Trecho para leitura:

::::

Seu Olívio (entrevista): mudanças entre as edições

Por equipe do Dicionário de Favelas Marielle Franco
Sem resumo de edição

Edição das 14h16min de 18 de junho de 2021

Material de pesquisa do Projeto do Campus Fiocruz da Mata Atlântica em parceria com a Cooperação Social, gentilmente cedido ao Dicionário de Favelas Marielle Franco.

Sobre o projeto

A entrevista faz parte do projeto "Histórias, Memórias e Oralidades da luta social por terra e moradia na região de Jacarepaguá de 1960 a 2016", desenvolvido pelo Campus Fiocruz da Mata Atlântica em parceria com a Cooperação Social. Nesse episódio, o entrevistado é seu Olívio.

::::

Entradas de identificação de local:
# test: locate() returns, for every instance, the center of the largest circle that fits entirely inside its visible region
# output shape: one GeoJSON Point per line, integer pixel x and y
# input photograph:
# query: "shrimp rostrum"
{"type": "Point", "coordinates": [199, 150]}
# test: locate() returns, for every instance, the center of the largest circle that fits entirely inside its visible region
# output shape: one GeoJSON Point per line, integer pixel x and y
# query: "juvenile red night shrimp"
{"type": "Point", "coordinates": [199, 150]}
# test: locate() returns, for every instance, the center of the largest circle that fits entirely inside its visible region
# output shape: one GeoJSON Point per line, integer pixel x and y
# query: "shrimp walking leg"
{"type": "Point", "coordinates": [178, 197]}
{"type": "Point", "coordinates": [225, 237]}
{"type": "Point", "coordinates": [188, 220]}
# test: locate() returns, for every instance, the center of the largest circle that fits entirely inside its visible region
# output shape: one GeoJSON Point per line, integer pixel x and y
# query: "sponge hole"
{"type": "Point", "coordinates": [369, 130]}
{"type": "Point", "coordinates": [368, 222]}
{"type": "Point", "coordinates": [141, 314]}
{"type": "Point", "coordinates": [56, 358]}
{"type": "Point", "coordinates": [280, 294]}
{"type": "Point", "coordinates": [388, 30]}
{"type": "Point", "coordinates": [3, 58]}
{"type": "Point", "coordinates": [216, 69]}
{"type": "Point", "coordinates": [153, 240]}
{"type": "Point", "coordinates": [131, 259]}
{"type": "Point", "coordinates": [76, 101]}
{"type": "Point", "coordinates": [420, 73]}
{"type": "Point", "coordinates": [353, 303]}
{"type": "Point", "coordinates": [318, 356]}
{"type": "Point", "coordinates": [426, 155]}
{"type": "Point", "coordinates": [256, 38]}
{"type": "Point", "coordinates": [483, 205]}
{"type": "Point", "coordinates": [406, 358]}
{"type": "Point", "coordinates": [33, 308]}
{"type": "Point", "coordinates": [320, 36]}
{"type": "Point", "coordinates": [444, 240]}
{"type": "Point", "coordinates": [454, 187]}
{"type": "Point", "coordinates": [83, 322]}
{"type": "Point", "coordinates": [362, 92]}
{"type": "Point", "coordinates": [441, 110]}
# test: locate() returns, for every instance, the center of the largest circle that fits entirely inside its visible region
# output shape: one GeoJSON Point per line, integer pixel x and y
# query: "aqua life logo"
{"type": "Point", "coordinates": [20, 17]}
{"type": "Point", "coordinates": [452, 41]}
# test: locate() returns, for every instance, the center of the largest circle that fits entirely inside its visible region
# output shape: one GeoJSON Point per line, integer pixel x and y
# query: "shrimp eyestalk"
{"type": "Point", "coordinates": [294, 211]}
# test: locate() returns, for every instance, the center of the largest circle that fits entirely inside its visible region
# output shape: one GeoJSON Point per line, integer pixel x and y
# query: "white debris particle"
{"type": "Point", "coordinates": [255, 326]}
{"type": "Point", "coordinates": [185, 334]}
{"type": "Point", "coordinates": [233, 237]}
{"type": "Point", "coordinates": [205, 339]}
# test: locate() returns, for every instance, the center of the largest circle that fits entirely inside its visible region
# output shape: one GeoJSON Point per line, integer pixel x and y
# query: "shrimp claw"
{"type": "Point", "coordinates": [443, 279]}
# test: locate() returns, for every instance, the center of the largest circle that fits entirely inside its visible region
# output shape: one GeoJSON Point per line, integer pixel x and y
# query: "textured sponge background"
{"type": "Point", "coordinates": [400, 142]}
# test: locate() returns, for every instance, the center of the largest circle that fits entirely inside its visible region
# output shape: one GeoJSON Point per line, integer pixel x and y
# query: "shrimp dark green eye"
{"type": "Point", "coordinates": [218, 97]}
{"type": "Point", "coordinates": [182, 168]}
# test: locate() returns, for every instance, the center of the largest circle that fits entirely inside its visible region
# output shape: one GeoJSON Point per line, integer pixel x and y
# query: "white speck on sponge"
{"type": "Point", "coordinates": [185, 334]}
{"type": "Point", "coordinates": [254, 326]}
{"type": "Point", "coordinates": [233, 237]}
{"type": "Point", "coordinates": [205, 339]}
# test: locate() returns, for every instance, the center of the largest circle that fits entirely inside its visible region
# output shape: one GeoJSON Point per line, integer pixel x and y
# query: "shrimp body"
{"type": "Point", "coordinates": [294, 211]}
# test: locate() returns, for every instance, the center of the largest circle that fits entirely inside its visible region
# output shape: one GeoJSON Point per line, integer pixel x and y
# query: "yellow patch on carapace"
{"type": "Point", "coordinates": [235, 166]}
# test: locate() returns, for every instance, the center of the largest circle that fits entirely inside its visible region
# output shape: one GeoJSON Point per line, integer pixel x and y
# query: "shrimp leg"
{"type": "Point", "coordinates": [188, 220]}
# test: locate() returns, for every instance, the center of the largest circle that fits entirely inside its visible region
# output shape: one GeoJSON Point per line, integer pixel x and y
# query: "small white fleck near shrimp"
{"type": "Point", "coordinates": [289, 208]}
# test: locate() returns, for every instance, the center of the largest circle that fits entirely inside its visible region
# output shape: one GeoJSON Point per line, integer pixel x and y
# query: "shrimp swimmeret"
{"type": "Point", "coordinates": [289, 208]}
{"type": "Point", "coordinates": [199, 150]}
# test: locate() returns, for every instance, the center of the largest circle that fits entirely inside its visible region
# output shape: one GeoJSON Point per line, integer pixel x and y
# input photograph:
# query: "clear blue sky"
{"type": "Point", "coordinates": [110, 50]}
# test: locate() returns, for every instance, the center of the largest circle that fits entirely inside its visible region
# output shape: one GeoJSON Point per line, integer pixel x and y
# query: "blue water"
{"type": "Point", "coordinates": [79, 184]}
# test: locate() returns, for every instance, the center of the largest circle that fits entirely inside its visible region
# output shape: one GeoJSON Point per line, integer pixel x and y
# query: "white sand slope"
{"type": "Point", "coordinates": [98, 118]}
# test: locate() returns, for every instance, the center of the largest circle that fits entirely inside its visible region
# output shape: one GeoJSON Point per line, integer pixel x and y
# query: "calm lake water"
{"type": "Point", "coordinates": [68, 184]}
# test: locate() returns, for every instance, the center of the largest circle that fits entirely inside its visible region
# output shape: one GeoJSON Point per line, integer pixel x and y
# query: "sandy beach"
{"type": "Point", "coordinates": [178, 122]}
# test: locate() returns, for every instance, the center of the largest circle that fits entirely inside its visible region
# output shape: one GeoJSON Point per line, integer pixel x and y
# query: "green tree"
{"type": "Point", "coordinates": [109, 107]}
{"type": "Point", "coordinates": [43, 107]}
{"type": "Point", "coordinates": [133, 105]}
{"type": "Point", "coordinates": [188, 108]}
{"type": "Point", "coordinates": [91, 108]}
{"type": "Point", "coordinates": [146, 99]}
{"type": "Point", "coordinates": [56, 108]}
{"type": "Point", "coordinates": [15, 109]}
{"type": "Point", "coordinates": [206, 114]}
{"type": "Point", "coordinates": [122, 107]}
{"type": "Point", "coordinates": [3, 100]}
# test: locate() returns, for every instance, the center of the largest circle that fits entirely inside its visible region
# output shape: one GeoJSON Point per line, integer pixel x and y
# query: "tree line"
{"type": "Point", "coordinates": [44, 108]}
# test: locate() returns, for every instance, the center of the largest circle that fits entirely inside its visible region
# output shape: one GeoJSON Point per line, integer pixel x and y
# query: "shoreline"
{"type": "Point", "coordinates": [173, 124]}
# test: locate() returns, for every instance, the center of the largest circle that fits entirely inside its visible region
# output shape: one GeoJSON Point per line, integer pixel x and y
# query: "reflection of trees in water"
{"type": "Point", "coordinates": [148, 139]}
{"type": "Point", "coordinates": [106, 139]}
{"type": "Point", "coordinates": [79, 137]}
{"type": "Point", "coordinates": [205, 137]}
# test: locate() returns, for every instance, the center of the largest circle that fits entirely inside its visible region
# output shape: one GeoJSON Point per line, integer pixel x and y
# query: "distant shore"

::::

Tarefa obrigatória:
Dê sequência ao texto sobre a entrevista com seu Olívio, começando logo após a última frase apresentada.

Resposta do exercício:
Entrevista

Transcrição

Eu sou Olívio Bonna, nasci em 1942. No Espirito Santo e vim pro Rio de Janeiro em 1965- vim direto para Jacarepaguá. Estou aqui até hoje, a minha ideia era vim, conseguir dinheiro, voltar para comprar um terreno e eu sou apaixonado pelo interior, e vim da lavoura. Mas eu não consegui. Estou tentando até hoje para conseguir o dinheiro para voltar. Mas estou feliz aqui, porque hoje com 71 anos, me sinto – não realizado, mas eu sei que contribui com Jacarepaguá, que eu adotei com minha terra mãe.

Eu vivo mais aqui, do que na minha terra natal.

Eu cheguei no Rio de Janeiro, e não sabia fazer nada, eu só sabia trabalhar na agricultura. Então o primeiro lugar que eu procurei trabalho foi no Porto Agrícola para trabalhar com agricultura. Então eu comecei fazer biscate. Tinha muitas chácaras.

Naquela época Jacarepaguá era uma área rural, 1965- A única coisa que descaracterizava a área rural era o bonde. Quando cheguei eu me sento em casa.

Eu trabalhei numa chácara de um alemão, na Rua Baipendí. Ele era dono de uma metalúrgica- e ele me levou para fábrica- trabalhei com ajudante geral e 2 anos depois eu já era serralheiro.

Ele me perguntou o que eu sabia- eu sabia faz balaio, peneira, armadilha pra peixes, cortar cabelo, tocar viola. Nada disso servia pra ele.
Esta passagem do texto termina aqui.